#### The data ####

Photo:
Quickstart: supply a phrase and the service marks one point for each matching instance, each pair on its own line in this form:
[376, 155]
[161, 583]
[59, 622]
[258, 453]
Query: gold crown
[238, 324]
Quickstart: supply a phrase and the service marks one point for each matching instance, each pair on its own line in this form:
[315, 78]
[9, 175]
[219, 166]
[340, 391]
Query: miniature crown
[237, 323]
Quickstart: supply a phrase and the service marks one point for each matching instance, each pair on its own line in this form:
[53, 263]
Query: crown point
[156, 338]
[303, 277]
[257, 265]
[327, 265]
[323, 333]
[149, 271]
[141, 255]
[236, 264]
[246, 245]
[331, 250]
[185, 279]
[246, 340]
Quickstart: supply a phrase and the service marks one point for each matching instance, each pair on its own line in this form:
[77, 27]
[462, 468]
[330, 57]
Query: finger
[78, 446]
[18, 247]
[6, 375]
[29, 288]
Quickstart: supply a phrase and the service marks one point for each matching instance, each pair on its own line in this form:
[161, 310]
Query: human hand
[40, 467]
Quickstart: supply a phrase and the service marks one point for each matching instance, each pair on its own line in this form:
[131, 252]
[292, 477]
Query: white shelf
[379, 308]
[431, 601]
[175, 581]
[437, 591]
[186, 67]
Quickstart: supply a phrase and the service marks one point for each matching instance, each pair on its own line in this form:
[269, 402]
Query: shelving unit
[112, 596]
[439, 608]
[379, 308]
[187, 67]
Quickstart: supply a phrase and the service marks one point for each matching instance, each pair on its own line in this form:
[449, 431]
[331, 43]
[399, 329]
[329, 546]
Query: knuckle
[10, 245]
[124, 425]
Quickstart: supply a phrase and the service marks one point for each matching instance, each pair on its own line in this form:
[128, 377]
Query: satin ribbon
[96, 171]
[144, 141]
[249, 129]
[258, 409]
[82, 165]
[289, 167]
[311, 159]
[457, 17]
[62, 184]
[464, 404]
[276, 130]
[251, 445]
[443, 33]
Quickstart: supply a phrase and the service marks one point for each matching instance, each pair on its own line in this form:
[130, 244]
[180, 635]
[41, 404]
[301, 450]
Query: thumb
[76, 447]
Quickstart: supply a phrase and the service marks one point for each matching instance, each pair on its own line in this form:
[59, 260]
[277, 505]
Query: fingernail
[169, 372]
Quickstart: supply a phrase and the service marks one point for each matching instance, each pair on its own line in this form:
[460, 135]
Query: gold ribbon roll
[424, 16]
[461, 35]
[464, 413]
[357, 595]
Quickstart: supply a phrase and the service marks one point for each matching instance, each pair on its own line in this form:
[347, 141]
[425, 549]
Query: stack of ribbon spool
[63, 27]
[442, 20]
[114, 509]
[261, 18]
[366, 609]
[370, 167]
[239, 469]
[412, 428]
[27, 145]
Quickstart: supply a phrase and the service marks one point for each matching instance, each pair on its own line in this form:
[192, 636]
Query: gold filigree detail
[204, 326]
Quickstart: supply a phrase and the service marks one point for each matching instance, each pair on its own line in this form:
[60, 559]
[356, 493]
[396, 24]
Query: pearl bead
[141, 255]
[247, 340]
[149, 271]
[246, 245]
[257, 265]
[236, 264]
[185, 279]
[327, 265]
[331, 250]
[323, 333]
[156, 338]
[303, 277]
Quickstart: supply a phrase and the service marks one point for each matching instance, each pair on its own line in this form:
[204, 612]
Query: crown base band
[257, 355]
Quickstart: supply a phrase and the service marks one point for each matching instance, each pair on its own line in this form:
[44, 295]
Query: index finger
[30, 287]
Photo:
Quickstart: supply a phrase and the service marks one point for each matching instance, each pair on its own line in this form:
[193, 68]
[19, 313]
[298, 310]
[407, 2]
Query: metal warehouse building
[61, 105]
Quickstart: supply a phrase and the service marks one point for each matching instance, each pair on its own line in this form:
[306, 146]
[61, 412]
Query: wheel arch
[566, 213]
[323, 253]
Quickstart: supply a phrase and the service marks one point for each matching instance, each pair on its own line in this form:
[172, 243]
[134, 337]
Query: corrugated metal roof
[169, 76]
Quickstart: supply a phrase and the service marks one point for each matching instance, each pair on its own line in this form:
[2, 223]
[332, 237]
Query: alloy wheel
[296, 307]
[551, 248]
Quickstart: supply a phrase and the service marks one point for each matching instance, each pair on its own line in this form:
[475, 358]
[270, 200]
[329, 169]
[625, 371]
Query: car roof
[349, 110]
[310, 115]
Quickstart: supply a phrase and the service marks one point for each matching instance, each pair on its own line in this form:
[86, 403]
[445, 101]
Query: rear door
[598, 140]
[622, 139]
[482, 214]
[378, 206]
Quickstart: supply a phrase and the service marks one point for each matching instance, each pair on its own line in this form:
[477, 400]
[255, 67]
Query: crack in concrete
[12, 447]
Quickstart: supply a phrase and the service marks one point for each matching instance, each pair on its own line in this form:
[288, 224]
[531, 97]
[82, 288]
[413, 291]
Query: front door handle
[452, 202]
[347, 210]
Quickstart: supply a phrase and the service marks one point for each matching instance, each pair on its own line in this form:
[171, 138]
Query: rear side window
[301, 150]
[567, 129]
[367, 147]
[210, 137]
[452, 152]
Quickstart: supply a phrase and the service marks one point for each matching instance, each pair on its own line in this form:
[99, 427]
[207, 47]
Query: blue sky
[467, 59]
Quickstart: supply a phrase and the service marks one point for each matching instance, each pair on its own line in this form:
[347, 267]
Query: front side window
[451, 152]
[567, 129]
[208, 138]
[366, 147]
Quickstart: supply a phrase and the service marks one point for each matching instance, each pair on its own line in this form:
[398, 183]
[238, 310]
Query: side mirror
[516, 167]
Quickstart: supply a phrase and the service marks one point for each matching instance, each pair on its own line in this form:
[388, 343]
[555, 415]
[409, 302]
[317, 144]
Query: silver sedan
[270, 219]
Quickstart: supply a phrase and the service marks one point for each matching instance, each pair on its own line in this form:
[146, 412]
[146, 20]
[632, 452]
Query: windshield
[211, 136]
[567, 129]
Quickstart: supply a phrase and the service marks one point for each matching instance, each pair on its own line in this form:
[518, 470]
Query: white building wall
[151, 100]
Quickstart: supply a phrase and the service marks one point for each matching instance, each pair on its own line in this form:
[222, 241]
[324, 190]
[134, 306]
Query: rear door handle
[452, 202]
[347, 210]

####

Aim >>
Restate each record exactly as written.

Output of the exercise >>
Photo:
Quickstart: supply a phrase and the service marks one point for each matching instance, each pair on its own line in this form:
[376, 155]
[161, 583]
[59, 622]
[258, 453]
Query: gold crown
[238, 324]
Quickstart: supply a phrase and the service marks one point for each matching instance, each pair on its own line in this form:
[315, 78]
[9, 175]
[219, 166]
[340, 391]
Query: miniature crown
[237, 323]
Quickstart: supply a phrase and the service marks one point for each matching instance, each pair on its own line in this form:
[53, 263]
Query: crown point
[156, 338]
[303, 277]
[257, 265]
[327, 265]
[323, 333]
[149, 271]
[141, 255]
[236, 264]
[246, 245]
[331, 250]
[185, 279]
[246, 340]
Quickstart: supply a phrase and the service marks one point for each matching instance, each pair on its own line in this form:
[77, 27]
[462, 468]
[330, 57]
Query: finger
[78, 446]
[18, 247]
[6, 375]
[29, 288]
Quickstart: supply a phrase and the service marks one point for each matching instance, each pair on its own line in this form:
[161, 310]
Query: human hand
[40, 467]
Quickstart: supply a phrase and the service marks one point for each matching instance, each pair on its own line in this form:
[131, 252]
[292, 477]
Query: white shelf
[379, 308]
[431, 601]
[175, 581]
[437, 591]
[186, 67]
Quickstart: supply a phrase and the service marks one point for each matching instance, each pair on its own line in this form:
[269, 402]
Query: shelving unit
[112, 596]
[439, 608]
[379, 308]
[187, 67]
Quickstart: supply a phrase and the service marks one point for each matching instance, each pair on its own line in this form:
[449, 431]
[331, 43]
[399, 329]
[329, 546]
Query: knuckle
[10, 245]
[124, 425]
Quickstart: supply a phrase and the service marks one point for each matching instance, each pair on its own line in this form:
[128, 377]
Query: satin ribbon
[96, 171]
[144, 141]
[249, 129]
[258, 409]
[82, 165]
[289, 167]
[311, 159]
[457, 17]
[62, 184]
[464, 404]
[276, 130]
[251, 445]
[443, 33]
Quickstart: supply a phrase and the service marks one point for each matching instance, each pair on its own line in this form:
[130, 244]
[180, 635]
[41, 404]
[301, 450]
Query: thumb
[76, 447]
Quickstart: supply a phrase and the service marks one point for each matching instance, each pair on its own line in this form:
[59, 260]
[277, 505]
Query: fingernail
[169, 372]
Quickstart: supply a phrase and the service marks one point for each matching instance, each pair on its own line in this form:
[460, 135]
Query: gold ribbon roll
[424, 16]
[461, 35]
[464, 413]
[357, 595]
Quickstart: supply a phrase and the service marks one point for each matching instance, each pair on its own line in this form:
[347, 141]
[425, 549]
Query: stack of ribbon spool
[63, 27]
[442, 20]
[114, 509]
[261, 18]
[366, 609]
[370, 167]
[239, 469]
[412, 428]
[27, 145]
Quickstart: supply a phrase and the service marks one point for each matching instance, each pair on its own line in this form:
[192, 636]
Query: gold filigree detail
[204, 326]
Quickstart: supply a phrase and the service marks one point for each matching instance, each pair on its own line in this form:
[60, 559]
[356, 493]
[396, 24]
Query: pearl bead
[141, 255]
[247, 340]
[149, 271]
[246, 245]
[257, 265]
[236, 264]
[185, 279]
[327, 265]
[331, 250]
[323, 333]
[156, 338]
[303, 277]
Quickstart: supply a phrase and the service marks one point for each matching instance, each pair on its own line in this form:
[204, 612]
Query: crown base band
[257, 355]
Quickstart: supply a phrase and the service marks one point for each matching instance, each pair on its own line in this form:
[44, 295]
Query: index finger
[30, 287]
Photo:
Quickstart: supply a phrase and the service marks one point for each matching instance, each pair on its own line in this form:
[193, 68]
[19, 313]
[298, 310]
[407, 2]
Query: metal warehouse building
[61, 105]
Quickstart: supply a phrase and the service marks one point for each matching instance, each pair on its own line in this form:
[306, 146]
[61, 412]
Query: wheel arch
[566, 213]
[323, 253]
Quickstart: supply a phrase and the service marks one point for each matching instance, each pair on its own line in this form:
[172, 243]
[134, 337]
Query: corrugated metal roof
[169, 76]
Quickstart: supply a phrase and the service marks one point for each matching instance, each pair on its own line in this form:
[2, 223]
[332, 237]
Query: alloy wheel
[296, 307]
[551, 248]
Quickstart: supply a phrase and the service marks one point for each matching instance, each pair on its own line in this form:
[475, 358]
[270, 200]
[329, 169]
[625, 371]
Query: car roof
[349, 110]
[310, 115]
Quickstart: supply a phrase and the service marks one point for each matching instance, each pair on its own line in this form:
[86, 403]
[445, 101]
Query: rear door
[598, 140]
[622, 139]
[482, 214]
[378, 206]
Quickstart: supply a phrase and the service marks one point for each matching instance, each pair on its own line in this form:
[477, 400]
[255, 67]
Query: crack in concrete
[12, 447]
Quickstart: supply a phrase and the service marks one point for each matching instance, each pair on its own line in this form:
[288, 224]
[531, 97]
[82, 288]
[413, 291]
Query: front door handle
[452, 202]
[347, 210]
Quickstart: supply a phrase and the service marks one point for each matching instance, each pair on its own line in this form:
[171, 138]
Query: rear side window
[301, 150]
[567, 129]
[367, 147]
[210, 137]
[452, 152]
Quickstart: supply a phrase and the service marks one point for each matching instance, each pair on its own line in this form:
[99, 427]
[207, 47]
Query: blue sky
[467, 59]
Quickstart: supply a phrase and the service marks one point for each matching instance, each pair on its own line in this form:
[347, 267]
Query: front side window
[451, 152]
[567, 129]
[208, 138]
[366, 147]
Quickstart: supply a phrase and the service marks one point for each matching instance, each pair on its own line in this form:
[398, 183]
[238, 310]
Query: side mirror
[516, 167]
Quickstart: supply a phrase and the service marks one point for each matching instance, each pair on its own line in this form:
[388, 343]
[555, 415]
[409, 302]
[317, 144]
Query: silver sedan
[270, 219]
Quickstart: supply a phrase and the service marks one point for each matching instance, each pair on its own line in this form:
[146, 412]
[146, 20]
[632, 452]
Query: windshield
[211, 136]
[567, 129]
Quickstart: supply a phrase and the service marks one point for each matching instance, each pair on its own line in this form:
[518, 470]
Query: white building wall
[151, 100]
Quickstart: supply a phrase and the service marks one point for each matching instance, each pair on its own line in this form:
[222, 241]
[324, 190]
[134, 306]
Query: rear door handle
[452, 202]
[347, 210]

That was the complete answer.